■ **PASSAGE FOR REVIEW**
________

It's okay if you're interested in the study of unconscious bias. The newer, more interesting stuff promised by the title doesn't come until the last quarter, and the first 3/4 is pretty obvious, mainstream stuff almost anyone would know nowadays. It also feels like the author was very careful to only include examples of biases that a mainstream, western audience would be super comfortable addressing, which harshly limits it's value as a text on the subject in my opinion.

However, my main issue with the audiobook isn't to do with it's content. My main issue is that after the first quarter or so, the audio performance completely falls off the edge of the cliff.

The reading itself isn't horrible per se, it just feels like reader (in this case the author) doing a first pass of the entire text, along with all the weird pauses and stops you'd expect when reading a large text aloud for the first time with no editing. You don't realize how unusual it is to hear a audiobook narrator catching their breath or fumbling over a sentence until you hear it multiple times within the same chapter. The early chapters don't have this problem - it honestly feels like they just ran out of time/money for editing/re-takes and rushed out what they had. Not horrible narration in and of itself, just weirdly unprofessional. This low quality persists for the entire audiobook passed a certain point.

It's not completely unlistenable (I managed to finish it), but definitely the most unprofessional sounding recording of the 50+ audiobooks I've listened to on Audible (after the quality drop). If you're interested in the subject matter, I suggest picking up the physical book in this case.

________

■ **DATA RECORDS**
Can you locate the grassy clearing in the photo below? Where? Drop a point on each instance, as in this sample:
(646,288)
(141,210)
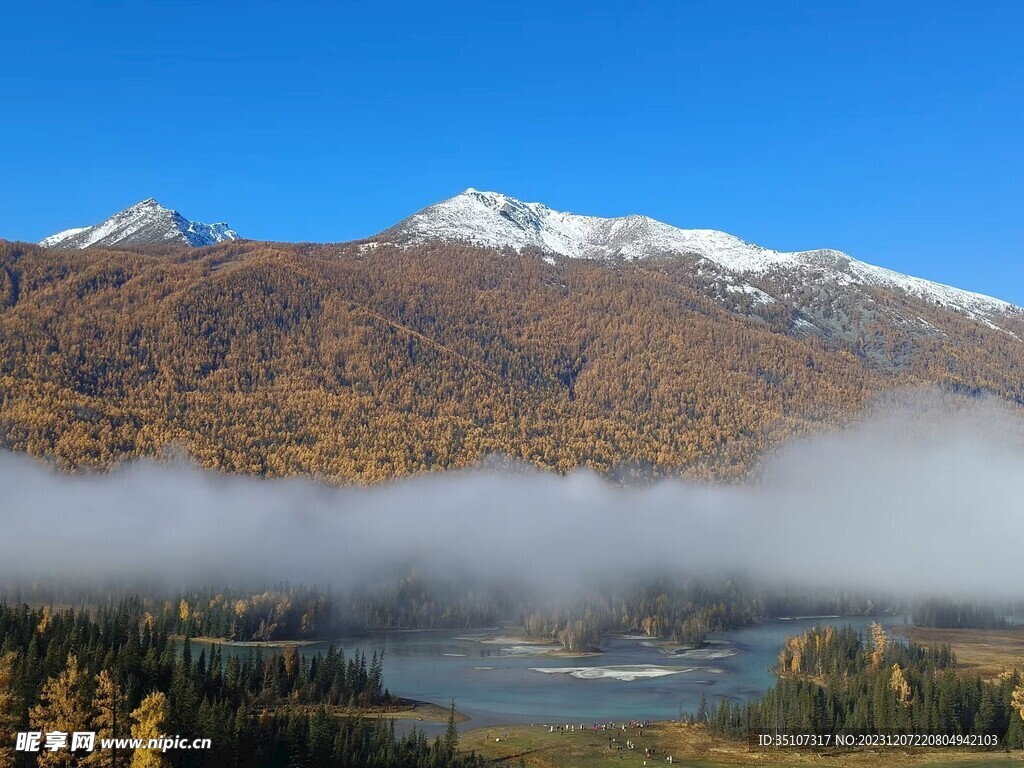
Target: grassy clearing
(689,745)
(984,651)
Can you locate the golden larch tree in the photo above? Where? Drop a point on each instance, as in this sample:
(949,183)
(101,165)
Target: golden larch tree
(60,708)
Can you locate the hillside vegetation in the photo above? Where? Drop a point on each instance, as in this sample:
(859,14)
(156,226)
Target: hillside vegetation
(366,361)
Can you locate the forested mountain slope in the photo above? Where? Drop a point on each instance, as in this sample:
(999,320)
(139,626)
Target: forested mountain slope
(369,360)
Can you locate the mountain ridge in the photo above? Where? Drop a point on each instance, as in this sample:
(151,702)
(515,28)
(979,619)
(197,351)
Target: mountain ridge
(146,222)
(496,220)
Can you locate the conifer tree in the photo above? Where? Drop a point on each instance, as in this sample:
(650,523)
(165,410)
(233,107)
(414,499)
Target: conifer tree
(150,721)
(8,710)
(451,742)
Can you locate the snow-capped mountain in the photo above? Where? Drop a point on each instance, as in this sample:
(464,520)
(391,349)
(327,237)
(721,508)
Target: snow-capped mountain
(143,223)
(492,219)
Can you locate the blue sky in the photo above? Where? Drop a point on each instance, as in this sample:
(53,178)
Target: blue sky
(891,130)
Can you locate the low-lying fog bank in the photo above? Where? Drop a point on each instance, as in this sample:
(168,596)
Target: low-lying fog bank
(926,496)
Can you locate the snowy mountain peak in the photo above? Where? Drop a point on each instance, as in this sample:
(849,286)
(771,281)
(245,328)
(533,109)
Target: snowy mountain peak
(146,222)
(496,220)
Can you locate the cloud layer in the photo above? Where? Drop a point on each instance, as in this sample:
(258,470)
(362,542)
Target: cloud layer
(926,496)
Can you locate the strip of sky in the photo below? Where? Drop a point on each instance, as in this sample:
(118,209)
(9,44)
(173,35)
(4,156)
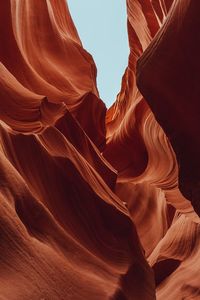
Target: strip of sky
(101,25)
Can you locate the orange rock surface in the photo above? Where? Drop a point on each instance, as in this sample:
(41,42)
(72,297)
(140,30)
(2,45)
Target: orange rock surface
(94,203)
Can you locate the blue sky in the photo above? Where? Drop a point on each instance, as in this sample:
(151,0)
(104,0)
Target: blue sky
(102,28)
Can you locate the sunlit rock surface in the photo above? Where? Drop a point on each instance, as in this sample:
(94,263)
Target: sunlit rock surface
(99,204)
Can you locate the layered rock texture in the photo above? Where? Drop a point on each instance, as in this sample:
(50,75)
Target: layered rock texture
(94,203)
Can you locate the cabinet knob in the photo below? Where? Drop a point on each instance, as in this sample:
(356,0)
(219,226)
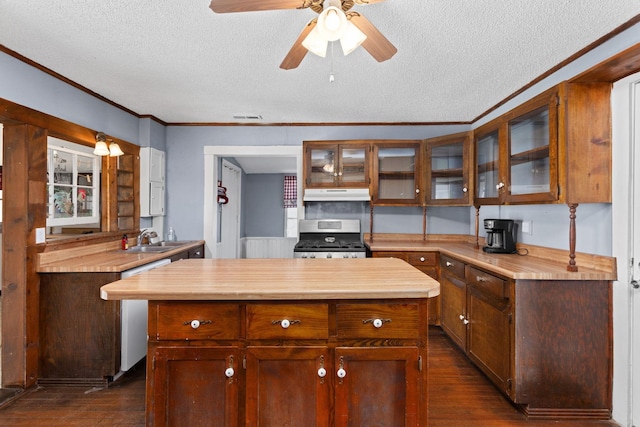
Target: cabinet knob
(195,323)
(377,323)
(285,323)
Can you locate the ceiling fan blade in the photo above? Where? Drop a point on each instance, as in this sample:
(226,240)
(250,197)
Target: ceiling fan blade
(376,44)
(368,1)
(298,52)
(229,6)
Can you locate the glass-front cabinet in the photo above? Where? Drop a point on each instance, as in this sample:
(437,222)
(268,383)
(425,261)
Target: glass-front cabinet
(73,174)
(337,164)
(397,173)
(447,169)
(516,157)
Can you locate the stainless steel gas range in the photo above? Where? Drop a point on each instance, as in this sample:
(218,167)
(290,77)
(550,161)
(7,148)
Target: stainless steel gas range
(329,238)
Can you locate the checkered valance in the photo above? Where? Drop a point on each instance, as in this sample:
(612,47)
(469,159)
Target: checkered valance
(290,191)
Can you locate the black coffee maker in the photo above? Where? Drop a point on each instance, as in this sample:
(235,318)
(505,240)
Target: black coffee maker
(501,236)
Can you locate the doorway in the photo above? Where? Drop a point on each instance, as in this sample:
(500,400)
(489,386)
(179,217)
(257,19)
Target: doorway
(229,212)
(626,247)
(212,154)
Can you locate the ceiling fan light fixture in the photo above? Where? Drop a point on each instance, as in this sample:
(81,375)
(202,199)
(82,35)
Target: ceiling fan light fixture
(352,38)
(115,150)
(316,43)
(332,23)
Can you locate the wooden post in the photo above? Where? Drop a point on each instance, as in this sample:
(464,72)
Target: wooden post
(477,226)
(371,222)
(424,222)
(572,238)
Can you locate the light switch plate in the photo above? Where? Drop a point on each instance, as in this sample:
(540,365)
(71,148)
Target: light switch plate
(40,235)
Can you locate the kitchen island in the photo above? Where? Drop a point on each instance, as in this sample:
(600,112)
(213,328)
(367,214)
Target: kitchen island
(301,342)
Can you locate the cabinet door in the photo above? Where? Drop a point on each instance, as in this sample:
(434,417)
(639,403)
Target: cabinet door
(396,177)
(156,200)
(341,165)
(453,313)
(194,386)
(354,165)
(286,386)
(489,342)
(378,387)
(321,165)
(156,170)
(532,136)
(488,180)
(447,170)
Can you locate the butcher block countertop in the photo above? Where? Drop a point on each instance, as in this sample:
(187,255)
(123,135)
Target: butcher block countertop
(533,262)
(102,258)
(276,279)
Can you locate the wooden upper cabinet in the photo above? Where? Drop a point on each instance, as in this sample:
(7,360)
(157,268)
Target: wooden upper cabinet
(397,173)
(555,148)
(516,155)
(330,164)
(447,164)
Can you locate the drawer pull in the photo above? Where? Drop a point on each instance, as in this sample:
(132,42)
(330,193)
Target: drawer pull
(377,323)
(195,324)
(230,372)
(285,323)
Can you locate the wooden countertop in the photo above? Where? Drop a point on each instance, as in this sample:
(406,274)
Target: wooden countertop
(538,264)
(102,258)
(276,279)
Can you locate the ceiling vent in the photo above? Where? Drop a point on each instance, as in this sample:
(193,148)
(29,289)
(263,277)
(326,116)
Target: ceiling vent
(247,116)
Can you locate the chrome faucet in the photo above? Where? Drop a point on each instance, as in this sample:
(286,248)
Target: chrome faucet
(143,233)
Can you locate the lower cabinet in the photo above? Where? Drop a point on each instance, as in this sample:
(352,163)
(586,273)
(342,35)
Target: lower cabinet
(546,344)
(199,387)
(425,261)
(329,363)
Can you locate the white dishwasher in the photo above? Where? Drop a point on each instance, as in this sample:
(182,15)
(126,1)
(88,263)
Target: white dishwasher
(133,321)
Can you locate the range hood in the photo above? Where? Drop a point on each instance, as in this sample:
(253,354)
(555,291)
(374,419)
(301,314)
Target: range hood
(336,194)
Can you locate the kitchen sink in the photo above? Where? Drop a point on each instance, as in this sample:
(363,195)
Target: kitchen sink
(171,243)
(148,249)
(158,248)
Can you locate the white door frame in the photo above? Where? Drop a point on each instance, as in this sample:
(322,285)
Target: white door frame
(211,155)
(229,245)
(626,249)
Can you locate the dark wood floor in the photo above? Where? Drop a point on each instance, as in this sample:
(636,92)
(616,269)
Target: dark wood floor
(459,395)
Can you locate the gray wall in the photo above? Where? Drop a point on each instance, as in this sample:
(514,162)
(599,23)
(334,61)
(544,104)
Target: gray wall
(263,207)
(184,146)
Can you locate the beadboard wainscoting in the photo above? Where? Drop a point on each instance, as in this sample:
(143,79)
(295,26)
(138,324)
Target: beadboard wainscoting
(268,247)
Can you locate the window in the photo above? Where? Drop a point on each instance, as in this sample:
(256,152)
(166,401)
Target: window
(73,175)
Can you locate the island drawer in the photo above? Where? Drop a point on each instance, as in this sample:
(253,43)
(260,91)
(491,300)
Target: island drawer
(452,266)
(194,321)
(486,282)
(287,321)
(418,259)
(377,320)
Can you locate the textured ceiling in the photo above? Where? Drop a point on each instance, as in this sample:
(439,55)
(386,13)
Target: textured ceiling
(180,62)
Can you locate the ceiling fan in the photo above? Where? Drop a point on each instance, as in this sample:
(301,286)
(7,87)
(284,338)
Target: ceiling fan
(336,21)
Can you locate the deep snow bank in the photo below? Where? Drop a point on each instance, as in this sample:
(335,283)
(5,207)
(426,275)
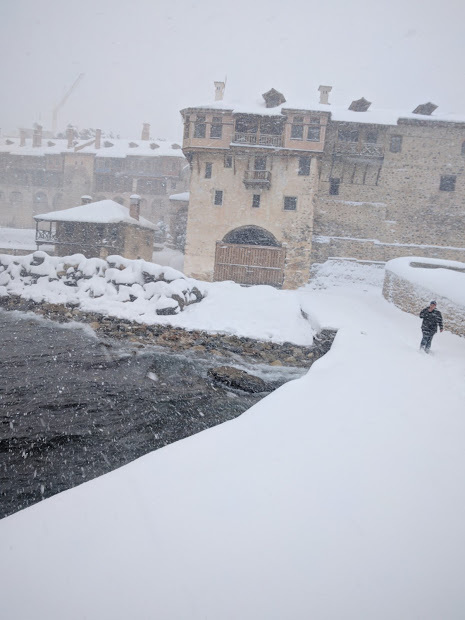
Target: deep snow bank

________

■ **YOUR INSTRUCTIONS**
Turn the paragraph of the audiobook review that begins "The reading itself isn't horrible per se" into a short bulleted list that keeps its main facts.

■ **WRITTEN ANSWER**
- The reading, done by the author, is not horrible in itself, but it sounds like an unedited first pass through the text.
- It includes odd pauses and stops, with the narrator catching breath or fumbling over sentences several times within a chapter.
- The early chapters do not have this problem, which suggests that time or money for editing and re-takes ran out.
- The narration comes across as unprofessional, and the low quality continues for the rest of the audiobook past a certain point.